:: Stored records ::
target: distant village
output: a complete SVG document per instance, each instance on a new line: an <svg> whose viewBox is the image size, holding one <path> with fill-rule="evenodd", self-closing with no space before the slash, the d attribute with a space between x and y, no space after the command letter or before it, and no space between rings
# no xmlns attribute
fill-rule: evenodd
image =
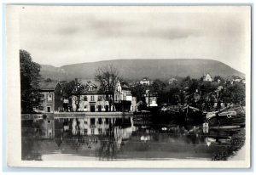
<svg viewBox="0 0 256 175"><path fill-rule="evenodd" d="M125 81L117 81L114 89L114 102L113 105L109 105L109 101L107 99L104 92L101 91L101 84L94 79L81 79L76 80L76 89L80 87L85 87L79 93L76 93L73 91L73 94L67 94L65 92L65 83L61 81L53 81L50 79L44 80L39 82L39 92L41 100L38 106L34 108L34 111L42 113L58 113L58 112L108 112L108 111L121 111L121 112L134 112L141 110L145 110L147 107L154 107L164 105L165 104L170 104L170 98L166 100L162 98L159 89L156 89L154 86L160 86L155 81L150 80L148 77L143 77L140 81L125 82ZM159 80L157 80L160 82ZM195 81L195 80L194 80ZM211 101L212 94L218 94L221 92L225 86L242 83L245 84L245 79L239 76L233 76L228 79L223 79L220 76L211 76L210 74L206 74L201 77L201 81L204 83L213 83L216 89L214 92L208 92L209 94L206 95L206 99ZM175 77L170 78L166 81L165 88L174 88L177 86L178 80ZM180 83L185 82L184 80L181 80ZM165 83L165 82L161 82ZM189 91L189 85L183 88L182 93L185 96L186 91ZM142 88L143 90L136 92L136 88ZM157 87L159 88L159 87ZM181 90L181 89L179 89ZM137 97L137 93L140 93ZM202 92L200 89L195 88L193 93L194 102L197 102L201 99ZM171 94L171 98L173 98L173 94ZM217 96L213 97L213 107L217 107L218 99ZM78 99L79 101L78 102ZM174 99L177 97L174 97ZM178 99L178 98L177 98ZM211 101L212 102L212 101ZM79 103L79 104L78 104ZM172 101L173 104L183 104L181 99L177 99L176 104ZM185 101L183 101L185 103ZM223 100L220 105L230 104L231 101Z"/></svg>

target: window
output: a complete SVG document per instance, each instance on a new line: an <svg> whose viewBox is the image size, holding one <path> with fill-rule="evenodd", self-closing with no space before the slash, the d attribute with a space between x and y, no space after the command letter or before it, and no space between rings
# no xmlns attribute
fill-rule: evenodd
<svg viewBox="0 0 256 175"><path fill-rule="evenodd" d="M98 131L99 131L99 134L102 133L102 128L98 128Z"/></svg>
<svg viewBox="0 0 256 175"><path fill-rule="evenodd" d="M108 125L109 123L108 118L105 119L105 122L106 122L106 125Z"/></svg>
<svg viewBox="0 0 256 175"><path fill-rule="evenodd" d="M99 118L99 119L98 119L98 122L99 122L100 125L102 124L102 118Z"/></svg>
<svg viewBox="0 0 256 175"><path fill-rule="evenodd" d="M90 118L90 125L95 125L95 118Z"/></svg>
<svg viewBox="0 0 256 175"><path fill-rule="evenodd" d="M38 110L44 110L44 106L42 105L38 106Z"/></svg>
<svg viewBox="0 0 256 175"><path fill-rule="evenodd" d="M89 91L93 91L93 87L91 85L89 87Z"/></svg>
<svg viewBox="0 0 256 175"><path fill-rule="evenodd" d="M48 102L52 102L52 94L51 93L47 94L47 101Z"/></svg>

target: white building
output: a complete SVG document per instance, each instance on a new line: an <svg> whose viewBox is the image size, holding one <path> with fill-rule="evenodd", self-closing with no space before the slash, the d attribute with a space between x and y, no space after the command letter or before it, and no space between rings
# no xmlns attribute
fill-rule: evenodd
<svg viewBox="0 0 256 175"><path fill-rule="evenodd" d="M210 74L207 74L203 77L203 81L205 81L205 82L212 82L212 78L211 77Z"/></svg>
<svg viewBox="0 0 256 175"><path fill-rule="evenodd" d="M143 78L143 80L140 81L140 84L148 86L150 85L150 81L147 77L144 77Z"/></svg>

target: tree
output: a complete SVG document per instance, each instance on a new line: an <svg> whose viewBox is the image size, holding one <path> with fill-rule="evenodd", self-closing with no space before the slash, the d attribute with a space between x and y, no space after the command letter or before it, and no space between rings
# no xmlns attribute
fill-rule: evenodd
<svg viewBox="0 0 256 175"><path fill-rule="evenodd" d="M21 112L30 113L40 102L38 93L41 76L40 65L32 61L31 54L20 50L20 99Z"/></svg>
<svg viewBox="0 0 256 175"><path fill-rule="evenodd" d="M86 85L82 84L81 81L79 81L77 78L63 85L65 94L75 103L76 111L79 111L81 95L85 88Z"/></svg>
<svg viewBox="0 0 256 175"><path fill-rule="evenodd" d="M100 67L96 71L95 79L101 83L101 91L106 94L111 110L114 103L116 85L121 80L119 71L113 65Z"/></svg>

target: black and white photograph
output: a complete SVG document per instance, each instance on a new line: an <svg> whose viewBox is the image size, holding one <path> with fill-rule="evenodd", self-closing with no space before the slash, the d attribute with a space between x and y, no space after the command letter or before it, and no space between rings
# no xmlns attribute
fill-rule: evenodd
<svg viewBox="0 0 256 175"><path fill-rule="evenodd" d="M250 167L250 6L7 8L10 166Z"/></svg>

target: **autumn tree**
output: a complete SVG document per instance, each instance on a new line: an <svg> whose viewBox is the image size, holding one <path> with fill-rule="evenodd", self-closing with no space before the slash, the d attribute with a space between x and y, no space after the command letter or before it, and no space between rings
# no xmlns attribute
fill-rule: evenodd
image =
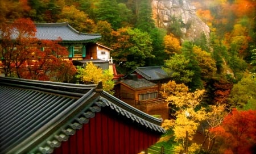
<svg viewBox="0 0 256 154"><path fill-rule="evenodd" d="M135 27L143 32L149 32L155 27L155 22L152 18L151 5L147 0L141 0L138 3L137 18Z"/></svg>
<svg viewBox="0 0 256 154"><path fill-rule="evenodd" d="M164 60L168 59L167 54L164 52L164 38L166 34L164 29L155 28L150 31L149 35L152 40L153 49L152 55L155 57L146 59L145 66L162 66Z"/></svg>
<svg viewBox="0 0 256 154"><path fill-rule="evenodd" d="M15 72L20 78L18 69L24 65L32 52L31 48L37 43L36 29L33 22L27 19L19 19L13 23L1 24L1 52L2 65L5 76L12 77ZM16 34L16 38L12 36Z"/></svg>
<svg viewBox="0 0 256 154"><path fill-rule="evenodd" d="M178 144L176 151L185 153L198 151L200 146L192 141L200 122L206 118L205 109L198 107L203 98L204 90L190 92L184 84L176 84L174 81L163 85L162 89L164 89L161 93L167 102L177 109L172 128L175 140Z"/></svg>
<svg viewBox="0 0 256 154"><path fill-rule="evenodd" d="M116 0L100 0L96 3L96 6L94 13L97 21L107 21L114 30L121 27L122 19Z"/></svg>
<svg viewBox="0 0 256 154"><path fill-rule="evenodd" d="M111 24L107 21L98 21L96 26L93 28L93 32L100 34L102 36L98 41L100 43L110 47L113 41L112 32L114 30L111 27Z"/></svg>
<svg viewBox="0 0 256 154"><path fill-rule="evenodd" d="M166 35L164 39L164 51L168 55L180 53L181 47L180 40L176 38L173 34L170 34Z"/></svg>
<svg viewBox="0 0 256 154"><path fill-rule="evenodd" d="M228 100L232 107L242 108L249 102L256 105L256 78L245 73L241 80L234 84Z"/></svg>
<svg viewBox="0 0 256 154"><path fill-rule="evenodd" d="M71 80L75 68L58 57L68 54L65 48L57 41L35 38L36 27L31 20L21 18L1 26L1 65L5 76L60 82ZM63 65L67 67L61 69Z"/></svg>
<svg viewBox="0 0 256 154"><path fill-rule="evenodd" d="M183 55L175 54L166 61L164 69L177 83L188 84L194 74L189 69L189 63Z"/></svg>
<svg viewBox="0 0 256 154"><path fill-rule="evenodd" d="M256 111L236 109L219 127L210 131L216 136L216 153L254 153L256 144Z"/></svg>
<svg viewBox="0 0 256 154"><path fill-rule="evenodd" d="M113 74L109 70L103 70L92 62L87 63L85 68L77 66L76 77L85 84L97 84L101 81L103 84L103 89L110 93L113 93L112 90L114 85L114 82L112 80Z"/></svg>
<svg viewBox="0 0 256 154"><path fill-rule="evenodd" d="M95 27L94 21L84 12L80 11L75 6L65 6L60 14L59 22L68 22L71 26L80 32L91 32Z"/></svg>
<svg viewBox="0 0 256 154"><path fill-rule="evenodd" d="M213 94L213 103L217 104L228 105L228 97L233 88L233 83L222 78L214 82L212 92Z"/></svg>
<svg viewBox="0 0 256 154"><path fill-rule="evenodd" d="M195 54L195 59L200 68L202 78L211 78L215 75L217 68L214 60L212 58L210 53L202 50L197 46L193 47L193 52Z"/></svg>

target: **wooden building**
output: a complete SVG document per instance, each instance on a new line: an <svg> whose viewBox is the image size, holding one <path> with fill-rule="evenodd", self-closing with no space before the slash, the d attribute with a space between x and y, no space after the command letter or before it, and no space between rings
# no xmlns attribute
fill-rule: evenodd
<svg viewBox="0 0 256 154"><path fill-rule="evenodd" d="M165 99L159 96L158 85L144 78L122 80L115 86L115 96L150 115L168 119Z"/></svg>
<svg viewBox="0 0 256 154"><path fill-rule="evenodd" d="M102 90L0 77L0 153L138 153L165 131Z"/></svg>
<svg viewBox="0 0 256 154"><path fill-rule="evenodd" d="M115 96L143 112L167 119L169 109L159 90L170 79L161 66L138 67L117 82Z"/></svg>

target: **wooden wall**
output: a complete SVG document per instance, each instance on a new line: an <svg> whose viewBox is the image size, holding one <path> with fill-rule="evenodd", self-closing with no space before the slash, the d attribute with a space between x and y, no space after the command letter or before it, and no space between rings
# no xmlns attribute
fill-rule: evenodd
<svg viewBox="0 0 256 154"><path fill-rule="evenodd" d="M141 127L136 122L119 119L111 111L96 113L88 124L53 153L136 154L155 143L160 134Z"/></svg>

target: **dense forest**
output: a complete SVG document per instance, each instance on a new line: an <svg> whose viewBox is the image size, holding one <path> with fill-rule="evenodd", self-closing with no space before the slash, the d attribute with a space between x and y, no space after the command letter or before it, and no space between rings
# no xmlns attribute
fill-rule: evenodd
<svg viewBox="0 0 256 154"><path fill-rule="evenodd" d="M113 49L111 56L119 73L162 65L171 74L173 81L166 90L175 92L163 95L177 111L194 115L186 121L176 115L175 126L170 124L173 121L164 123L176 135L171 143L176 151L202 151L189 141L204 122L210 126L207 139L217 143L207 152L252 153L256 144L256 1L187 1L209 27L209 38L202 34L193 41L181 40L178 18L168 27L158 27L150 0L1 0L0 24L19 18L67 22L80 32L101 34L99 41ZM184 122L189 131L180 127ZM235 132L230 126L244 132Z"/></svg>

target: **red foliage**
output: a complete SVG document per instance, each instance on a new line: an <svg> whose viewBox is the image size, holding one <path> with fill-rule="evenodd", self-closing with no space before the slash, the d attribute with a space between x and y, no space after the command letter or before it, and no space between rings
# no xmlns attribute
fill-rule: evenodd
<svg viewBox="0 0 256 154"><path fill-rule="evenodd" d="M38 40L34 37L35 26L27 19L2 26L4 35L0 53L6 76L16 74L19 78L63 82L75 73L73 64L60 58L68 55L67 49L58 44L60 39L55 41Z"/></svg>
<svg viewBox="0 0 256 154"><path fill-rule="evenodd" d="M210 130L220 143L221 153L253 153L256 145L256 110L239 111L236 109L222 124Z"/></svg>

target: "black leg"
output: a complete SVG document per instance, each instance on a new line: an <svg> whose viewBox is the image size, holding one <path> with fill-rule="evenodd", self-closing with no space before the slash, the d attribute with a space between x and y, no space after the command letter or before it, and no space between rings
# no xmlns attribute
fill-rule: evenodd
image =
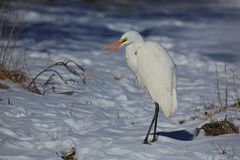
<svg viewBox="0 0 240 160"><path fill-rule="evenodd" d="M155 102L155 126L154 126L154 133L153 133L153 139L152 142L157 141L157 120L158 120L158 113L159 113L159 105L157 102Z"/></svg>
<svg viewBox="0 0 240 160"><path fill-rule="evenodd" d="M158 109L158 110L159 110L159 109ZM150 132L151 132L153 123L156 121L157 116L158 116L158 112L156 112L156 111L157 111L157 109L155 108L155 113L154 113L152 122L151 122L151 124L150 124L150 126L149 126L149 128L148 128L147 135L146 135L146 137L145 137L145 139L144 139L144 141L143 141L144 144L149 144L149 143L148 143L148 137L149 137L149 134L150 134ZM155 125L156 125L156 122L155 122Z"/></svg>

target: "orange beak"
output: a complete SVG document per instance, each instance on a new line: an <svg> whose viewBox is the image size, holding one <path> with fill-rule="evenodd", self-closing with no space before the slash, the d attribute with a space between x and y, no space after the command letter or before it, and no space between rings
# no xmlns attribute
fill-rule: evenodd
<svg viewBox="0 0 240 160"><path fill-rule="evenodd" d="M113 52L117 51L122 45L122 40L119 39L119 40L116 40L110 44L107 44L104 48L105 49L109 49L109 51L107 52L107 54L112 54Z"/></svg>

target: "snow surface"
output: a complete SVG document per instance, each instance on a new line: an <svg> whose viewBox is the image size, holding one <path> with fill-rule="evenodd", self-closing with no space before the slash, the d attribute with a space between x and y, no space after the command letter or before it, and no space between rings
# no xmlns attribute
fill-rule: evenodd
<svg viewBox="0 0 240 160"><path fill-rule="evenodd" d="M240 73L240 21L236 20L240 9L224 8L222 3L226 2L218 7L191 4L189 11L186 6L171 10L170 3L154 11L149 8L156 5L142 2L130 8L131 13L124 7L106 9L83 2L29 5L15 51L25 52L33 74L49 59L70 59L85 66L88 79L86 85L64 88L75 91L73 95L37 95L15 84L0 90L0 160L56 160L71 147L79 160L240 160L239 134L201 133L190 141L179 140L186 131L193 133L208 122L204 105L216 98L215 64L220 79L225 59ZM160 135L151 145L142 144L154 112L151 98L137 86L123 50L111 56L102 50L127 30L161 43L177 64L178 110L170 118L160 113ZM239 81L229 78L229 103L236 92ZM228 109L214 119L225 115L240 126L239 110Z"/></svg>

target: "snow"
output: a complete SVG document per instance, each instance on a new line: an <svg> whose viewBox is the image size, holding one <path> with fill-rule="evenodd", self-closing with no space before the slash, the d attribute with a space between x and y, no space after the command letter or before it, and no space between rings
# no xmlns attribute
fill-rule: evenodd
<svg viewBox="0 0 240 160"><path fill-rule="evenodd" d="M226 57L229 66L240 73L236 43L240 21L229 17L220 21L217 16L164 17L151 10L148 15L153 16L140 21L146 15L139 13L138 17L135 8L132 11L133 16L89 4L30 5L24 11L15 52L26 53L33 74L48 63L74 60L84 65L87 84L64 87L73 90L73 95L38 95L11 83L9 90L0 90L1 160L62 159L61 151L72 147L79 160L240 159L239 134L206 137L200 133L192 140L181 140L208 122L204 105L216 98L215 63L220 78L225 76ZM240 16L239 9L236 13ZM158 141L151 145L142 144L154 112L151 98L137 86L123 49L111 56L102 50L105 43L132 29L146 40L161 43L177 64L178 110L170 118L160 112ZM222 51L220 56L218 51ZM229 78L229 97L235 96L239 83ZM193 119L196 115L199 118ZM239 109L216 113L214 118L225 115L240 125Z"/></svg>

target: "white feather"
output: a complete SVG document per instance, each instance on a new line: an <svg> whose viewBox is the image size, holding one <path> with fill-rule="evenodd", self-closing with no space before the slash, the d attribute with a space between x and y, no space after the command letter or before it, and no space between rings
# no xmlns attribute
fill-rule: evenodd
<svg viewBox="0 0 240 160"><path fill-rule="evenodd" d="M177 108L175 64L169 54L155 42L144 42L135 31L126 32L126 58L139 85L159 104L166 117Z"/></svg>

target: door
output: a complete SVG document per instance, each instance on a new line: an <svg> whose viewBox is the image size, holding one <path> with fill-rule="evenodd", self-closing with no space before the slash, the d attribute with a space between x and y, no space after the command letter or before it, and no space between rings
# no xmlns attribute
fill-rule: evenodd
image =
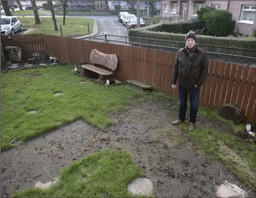
<svg viewBox="0 0 256 198"><path fill-rule="evenodd" d="M180 18L187 18L187 1L183 1L181 4L180 7Z"/></svg>
<svg viewBox="0 0 256 198"><path fill-rule="evenodd" d="M17 19L16 18L14 17L13 19L14 21L15 22L14 25L14 30L15 32L17 32L20 30L19 23L18 22Z"/></svg>

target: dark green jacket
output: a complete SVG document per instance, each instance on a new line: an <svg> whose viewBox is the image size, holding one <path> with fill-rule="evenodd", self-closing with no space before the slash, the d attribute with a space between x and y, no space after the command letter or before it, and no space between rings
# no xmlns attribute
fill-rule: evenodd
<svg viewBox="0 0 256 198"><path fill-rule="evenodd" d="M176 85L179 77L179 83L187 89L199 87L203 85L208 74L209 60L206 52L198 47L194 50L194 56L190 61L189 53L185 48L179 50L174 69L173 72L171 85Z"/></svg>

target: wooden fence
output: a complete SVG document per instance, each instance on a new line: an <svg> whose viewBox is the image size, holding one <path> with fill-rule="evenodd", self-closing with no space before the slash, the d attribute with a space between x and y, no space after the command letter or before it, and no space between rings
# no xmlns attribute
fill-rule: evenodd
<svg viewBox="0 0 256 198"><path fill-rule="evenodd" d="M44 52L74 64L90 63L91 51L115 54L118 58L115 78L125 82L136 80L151 85L155 91L179 98L177 89L171 89L171 79L176 54L152 49L89 41L49 35L2 36L3 47L18 46L24 59L32 53ZM256 68L209 61L207 79L200 89L200 105L218 109L232 103L241 108L245 120L256 122Z"/></svg>

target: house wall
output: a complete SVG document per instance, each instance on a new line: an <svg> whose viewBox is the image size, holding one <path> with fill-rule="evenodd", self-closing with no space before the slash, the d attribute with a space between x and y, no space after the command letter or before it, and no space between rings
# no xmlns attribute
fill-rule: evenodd
<svg viewBox="0 0 256 198"><path fill-rule="evenodd" d="M176 2L176 14L171 13L171 3ZM255 5L256 2L254 1L187 1L188 2L188 17L193 15L195 14L195 5L205 5L208 6L209 4L211 5L219 5L219 9L228 10L233 14L233 17L236 21L236 25L238 28L238 33L245 35L252 35L254 30L256 29L256 18L253 24L241 22L241 18L242 12L243 5ZM167 4L167 12L164 11L164 4ZM162 1L162 17L179 17L181 18L182 11L182 1ZM180 13L180 14L179 14Z"/></svg>
<svg viewBox="0 0 256 198"><path fill-rule="evenodd" d="M162 2L162 17L180 17L180 7L182 2L180 1L163 1ZM167 12L164 11L164 4L167 4ZM171 10L171 4L176 4L176 13Z"/></svg>

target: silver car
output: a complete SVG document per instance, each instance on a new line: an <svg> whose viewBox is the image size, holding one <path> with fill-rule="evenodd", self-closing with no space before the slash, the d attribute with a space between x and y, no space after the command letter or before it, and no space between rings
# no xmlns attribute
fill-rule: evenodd
<svg viewBox="0 0 256 198"><path fill-rule="evenodd" d="M23 28L21 22L16 17L1 17L1 34L14 35L18 31L23 31Z"/></svg>
<svg viewBox="0 0 256 198"><path fill-rule="evenodd" d="M124 15L122 18L122 24L124 25L126 25L129 20L131 20L132 18L137 18L137 17L134 14L127 14Z"/></svg>
<svg viewBox="0 0 256 198"><path fill-rule="evenodd" d="M127 31L131 28L136 28L137 25L137 18L132 18L129 20L129 21L127 23ZM141 18L140 19L140 25L141 27L146 27L144 21Z"/></svg>

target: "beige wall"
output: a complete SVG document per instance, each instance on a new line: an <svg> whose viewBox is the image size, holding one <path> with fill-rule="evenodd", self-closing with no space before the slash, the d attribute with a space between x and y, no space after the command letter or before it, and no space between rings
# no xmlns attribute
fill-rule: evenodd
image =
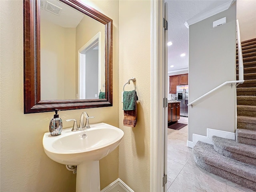
<svg viewBox="0 0 256 192"><path fill-rule="evenodd" d="M91 123L103 122L118 126L118 2L95 3L96 9L114 20L113 106L60 111L64 128L72 124L65 120L78 120L84 111L96 117ZM22 1L1 1L0 6L0 190L74 191L76 175L44 152L43 135L48 131L54 113L23 113ZM103 188L118 178L118 149L101 160L100 166Z"/></svg>
<svg viewBox="0 0 256 192"><path fill-rule="evenodd" d="M103 2L102 2L103 3ZM116 4L117 4L116 3ZM118 10L117 12L118 12ZM100 42L101 47L100 48L101 50L100 53L101 73L101 80L100 83L100 90L104 92L105 88L102 87L102 84L105 83L105 25L86 15L84 17L76 27L76 68L78 69L78 50L100 32L101 34ZM78 70L76 71L78 71ZM76 76L78 77L78 74L77 74ZM77 78L77 85L78 84L78 77ZM78 87L78 86L77 87ZM78 91L76 92L78 93Z"/></svg>
<svg viewBox="0 0 256 192"><path fill-rule="evenodd" d="M40 25L41 99L76 99L76 28Z"/></svg>
<svg viewBox="0 0 256 192"><path fill-rule="evenodd" d="M124 132L119 146L119 178L134 191L150 191L150 1L119 2L119 127ZM123 125L121 92L136 79L138 97L135 128ZM126 90L133 85L126 86Z"/></svg>
<svg viewBox="0 0 256 192"><path fill-rule="evenodd" d="M256 38L256 1L238 0L236 18L239 21L241 40Z"/></svg>
<svg viewBox="0 0 256 192"><path fill-rule="evenodd" d="M236 80L235 2L228 10L189 26L189 102L227 81ZM227 23L212 28L226 17ZM188 108L188 140L206 128L234 132L236 87L226 85Z"/></svg>

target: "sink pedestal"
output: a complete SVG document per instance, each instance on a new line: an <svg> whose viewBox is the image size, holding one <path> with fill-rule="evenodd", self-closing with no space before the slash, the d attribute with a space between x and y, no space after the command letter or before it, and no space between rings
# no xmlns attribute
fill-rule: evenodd
<svg viewBox="0 0 256 192"><path fill-rule="evenodd" d="M99 161L85 162L77 166L76 191L100 191Z"/></svg>

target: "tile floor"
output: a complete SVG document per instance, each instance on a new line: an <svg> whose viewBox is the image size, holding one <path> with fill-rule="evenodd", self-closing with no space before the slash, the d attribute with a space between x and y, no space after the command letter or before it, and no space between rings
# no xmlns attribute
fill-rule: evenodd
<svg viewBox="0 0 256 192"><path fill-rule="evenodd" d="M178 122L188 124L188 118L181 117ZM168 129L167 192L253 192L198 167L187 147L188 127Z"/></svg>

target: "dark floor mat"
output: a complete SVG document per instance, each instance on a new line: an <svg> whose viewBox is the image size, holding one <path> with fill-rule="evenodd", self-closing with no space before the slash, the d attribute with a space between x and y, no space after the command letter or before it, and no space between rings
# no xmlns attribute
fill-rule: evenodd
<svg viewBox="0 0 256 192"><path fill-rule="evenodd" d="M180 129L184 128L187 125L188 125L186 124L183 124L183 123L176 122L169 125L168 126L168 128L172 129L174 129L175 130L180 130Z"/></svg>

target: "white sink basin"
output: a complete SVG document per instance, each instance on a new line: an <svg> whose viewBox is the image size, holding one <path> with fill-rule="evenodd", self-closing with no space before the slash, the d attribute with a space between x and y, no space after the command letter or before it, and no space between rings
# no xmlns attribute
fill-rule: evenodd
<svg viewBox="0 0 256 192"><path fill-rule="evenodd" d="M71 128L64 129L58 136L45 133L44 152L58 163L78 165L105 157L118 146L124 136L122 130L106 123L92 124L90 126L90 129L77 132L72 132Z"/></svg>

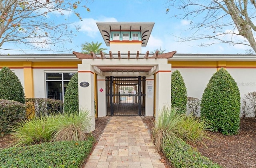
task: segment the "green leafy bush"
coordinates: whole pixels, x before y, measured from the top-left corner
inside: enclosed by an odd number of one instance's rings
[[[88,111],[80,110],[79,113],[65,113],[58,115],[53,125],[56,130],[54,141],[83,141],[86,139],[86,133],[90,131],[92,117]]]
[[[31,145],[50,141],[83,141],[89,132],[91,117],[88,111],[74,114],[35,117],[23,121],[11,129],[15,146]]]
[[[206,130],[211,124],[205,120],[187,116],[168,107],[164,107],[160,113],[153,131],[153,141],[158,150],[162,150],[166,143],[177,140],[194,143],[209,138]]]
[[[24,90],[20,80],[6,67],[0,70],[0,99],[25,103]]]
[[[25,115],[24,104],[13,100],[0,99],[0,132],[8,133]]]
[[[238,133],[240,124],[240,93],[236,83],[223,68],[212,76],[203,94],[202,118],[213,123],[212,128],[224,135]]]
[[[35,117],[20,122],[11,129],[12,144],[17,147],[50,141],[56,131],[52,126],[56,120],[55,117]]]
[[[172,74],[172,90],[171,105],[176,107],[179,113],[185,113],[186,111],[187,88],[183,78],[178,70]]]
[[[75,113],[79,110],[78,75],[76,73],[68,82],[64,96],[64,111]]]
[[[5,168],[78,168],[89,155],[94,139],[82,141],[43,143],[0,150],[0,165]]]
[[[199,112],[200,100],[197,98],[188,97],[187,104],[188,109],[189,110],[190,114],[194,117],[197,117]]]
[[[176,168],[221,168],[208,158],[202,156],[183,141],[174,141],[166,143],[164,148],[166,158]]]
[[[63,103],[60,100],[44,98],[26,99],[27,115],[34,114],[36,117],[43,117],[62,113]]]

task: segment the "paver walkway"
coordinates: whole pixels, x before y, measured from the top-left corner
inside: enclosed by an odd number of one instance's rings
[[[140,117],[113,117],[84,168],[165,166]]]

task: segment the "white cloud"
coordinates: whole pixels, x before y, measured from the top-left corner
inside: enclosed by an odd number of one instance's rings
[[[142,53],[145,53],[147,51],[149,51],[150,52],[153,51],[157,48],[159,50],[160,47],[162,48],[163,44],[163,41],[160,39],[155,37],[151,35],[148,39],[147,46],[142,48]]]
[[[117,20],[114,18],[102,16],[98,20],[92,18],[84,18],[82,21],[77,22],[76,24],[80,26],[80,31],[86,33],[91,37],[95,38],[98,35],[100,34],[96,21],[117,21]]]
[[[180,23],[182,25],[190,25],[190,21],[188,20],[181,20]]]

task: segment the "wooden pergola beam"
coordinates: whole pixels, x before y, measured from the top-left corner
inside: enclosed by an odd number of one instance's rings
[[[92,57],[92,59],[98,59],[98,57],[96,56],[96,55],[95,54],[95,53],[94,53],[92,51],[91,51],[90,53],[91,53],[91,56]]]
[[[118,55],[118,59],[121,59],[121,54],[120,53],[120,51],[118,51],[117,53]]]
[[[112,55],[112,51],[109,51],[109,58],[110,59],[113,59],[114,58],[113,57],[113,55]]]

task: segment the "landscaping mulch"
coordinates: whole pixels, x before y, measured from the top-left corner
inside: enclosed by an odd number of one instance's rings
[[[149,131],[154,127],[152,117],[142,117]],[[153,122],[152,122],[153,121]],[[224,135],[209,132],[212,141],[204,139],[202,143],[192,145],[202,154],[224,168],[256,168],[256,119],[242,119],[238,134]],[[152,136],[152,135],[151,135]],[[166,163],[167,168],[170,168]]]
[[[142,118],[150,133],[154,127],[154,120],[152,117]],[[102,134],[111,119],[106,116],[95,119],[95,130],[92,132],[97,141]],[[218,163],[224,168],[256,167],[256,119],[255,118],[241,120],[239,133],[236,135],[224,135],[217,132],[208,133],[212,141],[204,139],[206,145],[198,143],[193,145],[203,155]],[[6,135],[0,137],[0,149],[6,147],[11,137]],[[161,156],[162,154],[160,154]],[[164,158],[166,168],[171,168]]]

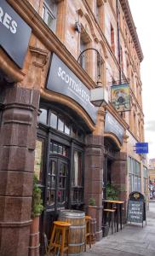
:::
● **What the exercise asks**: Reproduce the part of the items that opens with the line containing "target: door" and closes with the line containing "18L187 18L187 1L183", changing "door" to "gate" and altering nothing else. Omit the pictures from the answer.

● **Task result**:
target: gate
output: a complete SVG document per instance, each instance on a new line: an <svg> whose viewBox is the image size, holding one <path> with fill-rule="evenodd", self-closing with no space before the slash, the d attribute with a space between x and y, no space after the command letter or before it, and no space between rings
# no xmlns attribute
fill-rule: evenodd
image =
<svg viewBox="0 0 256 198"><path fill-rule="evenodd" d="M180 18L187 18L187 1L183 1L181 4L180 7Z"/></svg>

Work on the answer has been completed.